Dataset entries
-=-=-
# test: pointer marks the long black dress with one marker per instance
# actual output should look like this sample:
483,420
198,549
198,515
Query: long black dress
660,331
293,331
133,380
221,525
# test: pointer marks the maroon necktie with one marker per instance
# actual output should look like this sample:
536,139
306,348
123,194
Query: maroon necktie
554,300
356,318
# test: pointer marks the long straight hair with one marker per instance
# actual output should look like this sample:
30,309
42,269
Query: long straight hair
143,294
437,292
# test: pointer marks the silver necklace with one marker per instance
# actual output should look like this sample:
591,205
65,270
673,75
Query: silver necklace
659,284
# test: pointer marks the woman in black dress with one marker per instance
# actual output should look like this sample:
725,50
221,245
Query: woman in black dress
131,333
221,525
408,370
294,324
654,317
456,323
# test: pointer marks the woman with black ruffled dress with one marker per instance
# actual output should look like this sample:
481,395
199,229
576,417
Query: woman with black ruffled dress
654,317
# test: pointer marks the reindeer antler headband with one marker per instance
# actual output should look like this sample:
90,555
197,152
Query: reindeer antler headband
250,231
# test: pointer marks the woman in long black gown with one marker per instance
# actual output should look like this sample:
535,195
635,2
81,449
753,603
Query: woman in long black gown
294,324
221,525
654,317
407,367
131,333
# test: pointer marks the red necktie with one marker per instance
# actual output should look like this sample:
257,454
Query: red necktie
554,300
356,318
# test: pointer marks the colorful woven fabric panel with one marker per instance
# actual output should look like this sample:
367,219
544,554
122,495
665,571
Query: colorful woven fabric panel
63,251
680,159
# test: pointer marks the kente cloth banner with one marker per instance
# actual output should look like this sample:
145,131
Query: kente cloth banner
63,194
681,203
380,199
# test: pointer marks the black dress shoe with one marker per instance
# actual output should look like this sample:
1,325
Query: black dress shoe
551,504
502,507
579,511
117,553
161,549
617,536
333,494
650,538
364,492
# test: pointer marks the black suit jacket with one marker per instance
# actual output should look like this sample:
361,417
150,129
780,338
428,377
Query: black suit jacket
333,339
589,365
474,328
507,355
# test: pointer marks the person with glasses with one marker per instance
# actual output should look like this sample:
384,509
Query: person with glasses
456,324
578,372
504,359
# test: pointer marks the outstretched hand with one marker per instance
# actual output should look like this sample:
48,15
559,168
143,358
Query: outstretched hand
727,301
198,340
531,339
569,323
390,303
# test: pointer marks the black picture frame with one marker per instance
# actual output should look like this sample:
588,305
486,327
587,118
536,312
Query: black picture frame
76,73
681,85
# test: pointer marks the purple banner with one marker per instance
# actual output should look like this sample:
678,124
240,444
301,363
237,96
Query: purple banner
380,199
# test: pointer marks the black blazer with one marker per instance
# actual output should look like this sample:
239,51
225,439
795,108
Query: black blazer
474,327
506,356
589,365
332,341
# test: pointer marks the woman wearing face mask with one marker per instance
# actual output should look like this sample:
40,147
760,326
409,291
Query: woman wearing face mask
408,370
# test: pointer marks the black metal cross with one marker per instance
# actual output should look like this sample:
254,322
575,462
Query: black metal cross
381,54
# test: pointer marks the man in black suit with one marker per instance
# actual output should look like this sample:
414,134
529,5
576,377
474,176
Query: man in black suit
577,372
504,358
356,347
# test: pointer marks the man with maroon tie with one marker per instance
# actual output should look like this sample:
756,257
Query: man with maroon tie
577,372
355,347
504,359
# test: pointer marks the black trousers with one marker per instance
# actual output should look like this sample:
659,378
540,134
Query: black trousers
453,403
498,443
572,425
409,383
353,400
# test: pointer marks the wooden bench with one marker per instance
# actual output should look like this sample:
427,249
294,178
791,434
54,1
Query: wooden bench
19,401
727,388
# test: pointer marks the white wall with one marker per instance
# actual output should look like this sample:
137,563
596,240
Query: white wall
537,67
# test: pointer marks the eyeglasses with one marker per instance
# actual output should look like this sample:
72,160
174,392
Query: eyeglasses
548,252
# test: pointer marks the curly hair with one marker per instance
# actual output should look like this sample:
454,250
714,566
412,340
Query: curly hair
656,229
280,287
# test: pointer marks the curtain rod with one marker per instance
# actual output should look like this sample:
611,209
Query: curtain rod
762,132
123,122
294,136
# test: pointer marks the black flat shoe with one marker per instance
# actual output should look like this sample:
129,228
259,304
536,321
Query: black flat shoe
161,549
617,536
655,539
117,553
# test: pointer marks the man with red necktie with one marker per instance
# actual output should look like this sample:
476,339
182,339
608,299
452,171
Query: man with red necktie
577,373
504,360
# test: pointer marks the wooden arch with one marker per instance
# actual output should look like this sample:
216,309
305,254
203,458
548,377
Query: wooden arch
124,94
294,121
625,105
-=-=-
▸ **WHAT YOU HAVE TO DO**
A word-for-word transcription of all the data is needed.

▸ **RESPONSE TO THE TASK**
# test: pointer marks the long black dress with one marker per instance
# actual output should look like this sample:
483,420
198,549
198,515
Query: long black dress
660,331
293,331
133,380
221,525
# test: pointer marks the maroon necktie with one marker per instance
# actual output should look like this sample:
536,139
306,348
123,194
Query: maroon necktie
554,300
356,318
# test: pointer marks the long straight hair with one marker per instance
# actual output should look like this sample:
30,309
42,269
Query: long straight hair
143,294
437,292
# test: pointer marks the silver necklace with one marker per instance
# actual output should look like this sample:
591,205
65,270
673,75
Query: silver necklace
659,284
# test: pointer marks the woman in black dress with one marker per instance
# actual output should look like this sample:
725,50
221,245
Query: woman in black dress
131,333
221,525
408,370
294,324
654,317
456,323
# test: pointer marks the woman with black ruffled dress with one marker per instance
# actual output should look like this sample:
481,395
199,229
576,417
Query: woman with black ruffled dress
654,317
# test: pointer marks the reindeer antler headband with one marker per instance
# actual output should look like this sample:
90,555
197,152
Query: reindeer antler headband
250,231
# test: pointer marks the woman in long black gown with one marker per instance
# actual output should look like this sample:
535,195
635,2
81,449
753,603
Query: woman in long black gown
294,324
221,525
654,317
407,367
131,333
# test: pointer marks the red necktie with one marker per instance
# actual output should look like this sample:
257,454
Query: red necktie
554,300
356,318
# test: pointer marks the colorful woven fabric panel with one marker per instance
# actual output should look like this sample:
367,219
544,554
122,495
665,571
Query: colorful woven fabric panel
63,251
680,159
# test: pointer marks the kente cloth banner with one marker per instance
# actual output should look like this sample:
145,131
Query: kente cloth banner
63,194
681,203
380,199
# test: pointer marks the black dress shoe with one marker per instance
# actual output should look like this sample:
1,325
Query: black dress shoe
551,504
502,507
579,511
117,553
161,549
617,536
333,494
650,538
364,492
# test: pointer marks the black suit jacket with one marker per instance
# actual output should look like this sample:
361,417
150,129
780,338
428,377
Query: black suit jacket
333,339
589,365
474,328
507,355
# test: pointer marks the person with glasses with one marker per instance
# actual output should look like this sample:
384,509
Query: person with glasses
456,324
578,372
504,359
# test: pointer marks the outstretched hand with one marker per instance
# actual output should look like this sample:
48,15
559,168
143,358
Query: outstretched hand
727,301
198,340
531,339
569,323
390,303
# test: pointer marks the black picture frame with one marker per instance
# actual output should look like this sample:
588,305
486,327
587,118
536,312
Query: black picture frame
76,73
681,85
# test: pointer marks the purple banner with one marker per instance
# actual output should look like this sample:
678,124
240,444
301,363
237,96
Query: purple banner
380,199
# test: pointer marks the black blazer with one marker per instance
# actual output should look like this sample:
239,51
225,439
795,108
Query: black blazer
474,327
506,356
589,365
332,341
# test: pointer marks the woman wearing face mask with one marker per instance
# actual output should look like this sample:
40,147
760,326
409,291
Query: woman wearing face mask
408,370
# test: pointer marks the black metal cross with one marker per instance
# actual output should look like this sample:
254,322
575,462
Query: black metal cross
381,54
# test: pointer marks the man in black suit with one marker per instance
# actual output should look like this sample:
414,134
529,5
576,377
474,176
Query: man in black suit
577,372
504,358
356,347
# test: pointer marks the man with maroon tie with one marker per instance
# actual output should look like this sample:
756,257
Query: man with maroon tie
577,372
355,347
504,359
# test: pointer marks the black trousers with one marker per instance
# actual output should look like this sample:
659,378
540,134
Query: black trousers
453,403
498,443
572,425
409,383
353,400
# test: pointer marks the wooden bench with one marker per instance
# actual output should look like this sample:
427,249
294,178
791,434
54,1
Query: wooden bench
19,401
727,388
# test: pointer marks the white wall with one marker per instance
# actual output should look like this sample:
137,563
596,240
Query: white wall
537,67
# test: pointer marks the eyeglasses with one marker per instance
# actual output should look like this sample:
72,160
174,392
Query: eyeglasses
548,252
# test: pointer marks the curly hair with one marker per instance
# actual output should look like this sample:
454,250
714,566
412,340
Query: curly hair
656,229
280,287
# test: pointer marks the curtain rod with one marker per instance
# actual output should look like this sample:
611,209
Query: curtain rod
762,132
123,122
294,136
# test: pointer marks the black flat shoe with one marker per instance
# actual output should look like this sample:
129,228
259,304
536,321
Query: black flat shoe
161,549
617,536
655,539
117,553
# test: pointer marks the man with red necktie with one marker per instance
# actual output should look like this sample:
476,339
182,339
608,299
452,171
Query: man with red necktie
577,373
504,360
# test: pointer marks the wooden arch with one marker per instance
# actual output should look like this sample:
216,309
305,254
203,458
548,377
Query: wooden arch
124,94
294,121
625,105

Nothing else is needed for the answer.